WHAT YOU NEED TO DO.
Lines in the records below that contain the word "bucket" must each be copied.

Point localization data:
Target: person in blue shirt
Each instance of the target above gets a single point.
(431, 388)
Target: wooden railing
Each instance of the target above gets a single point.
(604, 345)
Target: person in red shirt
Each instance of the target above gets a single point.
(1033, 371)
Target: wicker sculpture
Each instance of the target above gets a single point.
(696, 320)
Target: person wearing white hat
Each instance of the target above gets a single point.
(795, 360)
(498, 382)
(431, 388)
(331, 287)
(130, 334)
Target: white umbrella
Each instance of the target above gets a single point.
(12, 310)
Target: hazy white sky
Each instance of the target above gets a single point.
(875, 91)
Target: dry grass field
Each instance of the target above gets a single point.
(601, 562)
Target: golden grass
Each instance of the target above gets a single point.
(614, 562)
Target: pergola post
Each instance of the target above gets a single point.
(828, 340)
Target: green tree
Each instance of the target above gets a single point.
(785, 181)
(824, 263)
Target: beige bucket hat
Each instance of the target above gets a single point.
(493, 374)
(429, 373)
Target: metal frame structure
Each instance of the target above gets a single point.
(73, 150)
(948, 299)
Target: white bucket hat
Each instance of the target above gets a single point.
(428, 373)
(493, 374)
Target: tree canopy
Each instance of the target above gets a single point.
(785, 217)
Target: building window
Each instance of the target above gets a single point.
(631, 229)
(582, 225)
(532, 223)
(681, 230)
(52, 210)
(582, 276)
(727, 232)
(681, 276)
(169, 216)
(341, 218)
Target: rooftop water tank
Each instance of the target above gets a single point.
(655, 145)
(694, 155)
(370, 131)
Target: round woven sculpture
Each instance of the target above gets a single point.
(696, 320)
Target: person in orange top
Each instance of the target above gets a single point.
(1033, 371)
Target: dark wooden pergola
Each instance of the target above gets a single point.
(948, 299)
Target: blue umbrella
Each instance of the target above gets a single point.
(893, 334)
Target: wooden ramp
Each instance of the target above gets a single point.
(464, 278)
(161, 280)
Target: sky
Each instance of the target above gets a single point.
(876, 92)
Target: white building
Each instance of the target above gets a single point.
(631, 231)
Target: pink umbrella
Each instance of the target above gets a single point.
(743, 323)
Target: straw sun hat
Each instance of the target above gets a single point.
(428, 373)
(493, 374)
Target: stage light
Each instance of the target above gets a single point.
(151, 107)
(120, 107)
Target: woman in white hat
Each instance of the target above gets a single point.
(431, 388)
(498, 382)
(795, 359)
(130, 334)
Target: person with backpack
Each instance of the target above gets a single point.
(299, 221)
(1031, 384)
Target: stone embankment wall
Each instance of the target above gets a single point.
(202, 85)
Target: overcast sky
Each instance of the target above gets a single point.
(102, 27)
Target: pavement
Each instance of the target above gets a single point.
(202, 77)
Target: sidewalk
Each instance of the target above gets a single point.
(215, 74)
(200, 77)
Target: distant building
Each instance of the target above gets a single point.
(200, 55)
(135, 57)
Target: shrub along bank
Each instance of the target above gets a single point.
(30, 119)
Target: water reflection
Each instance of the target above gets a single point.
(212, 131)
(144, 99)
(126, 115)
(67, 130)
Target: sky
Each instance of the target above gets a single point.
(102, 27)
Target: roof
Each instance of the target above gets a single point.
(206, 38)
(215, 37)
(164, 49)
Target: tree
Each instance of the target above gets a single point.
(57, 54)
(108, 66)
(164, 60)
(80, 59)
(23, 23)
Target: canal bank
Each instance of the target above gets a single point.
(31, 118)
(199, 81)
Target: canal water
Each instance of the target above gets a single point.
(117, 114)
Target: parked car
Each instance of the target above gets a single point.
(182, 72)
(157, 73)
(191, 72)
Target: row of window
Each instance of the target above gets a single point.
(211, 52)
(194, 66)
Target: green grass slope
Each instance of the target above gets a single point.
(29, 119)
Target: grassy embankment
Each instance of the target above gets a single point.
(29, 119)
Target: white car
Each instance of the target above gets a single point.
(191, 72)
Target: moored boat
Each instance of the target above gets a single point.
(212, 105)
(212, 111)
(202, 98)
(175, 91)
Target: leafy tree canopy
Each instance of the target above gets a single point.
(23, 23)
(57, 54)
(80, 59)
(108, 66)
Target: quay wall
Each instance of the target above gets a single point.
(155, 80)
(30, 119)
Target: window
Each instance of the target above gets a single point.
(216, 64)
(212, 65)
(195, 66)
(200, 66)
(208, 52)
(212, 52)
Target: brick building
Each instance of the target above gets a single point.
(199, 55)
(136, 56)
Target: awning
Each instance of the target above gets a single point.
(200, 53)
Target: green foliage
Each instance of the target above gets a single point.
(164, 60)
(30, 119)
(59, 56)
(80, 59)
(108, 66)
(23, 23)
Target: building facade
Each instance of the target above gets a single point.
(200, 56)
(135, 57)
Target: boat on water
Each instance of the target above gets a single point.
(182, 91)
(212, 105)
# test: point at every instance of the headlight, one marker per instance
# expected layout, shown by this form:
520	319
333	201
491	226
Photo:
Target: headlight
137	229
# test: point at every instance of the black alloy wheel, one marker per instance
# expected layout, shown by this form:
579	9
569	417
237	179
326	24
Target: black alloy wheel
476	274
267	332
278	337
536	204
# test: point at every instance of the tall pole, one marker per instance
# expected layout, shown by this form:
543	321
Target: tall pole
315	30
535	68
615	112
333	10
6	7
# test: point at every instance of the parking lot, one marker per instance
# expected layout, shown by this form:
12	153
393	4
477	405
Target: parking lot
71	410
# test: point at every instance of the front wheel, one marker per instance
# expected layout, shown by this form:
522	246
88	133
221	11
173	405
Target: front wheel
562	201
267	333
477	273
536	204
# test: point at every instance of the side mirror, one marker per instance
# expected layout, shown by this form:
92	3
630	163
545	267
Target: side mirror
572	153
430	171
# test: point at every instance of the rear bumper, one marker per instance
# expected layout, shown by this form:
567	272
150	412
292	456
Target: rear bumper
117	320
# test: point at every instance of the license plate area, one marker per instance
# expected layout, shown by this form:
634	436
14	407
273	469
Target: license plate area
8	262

RESPONSE.
Target: beige bucket hat
Target: white bucket hat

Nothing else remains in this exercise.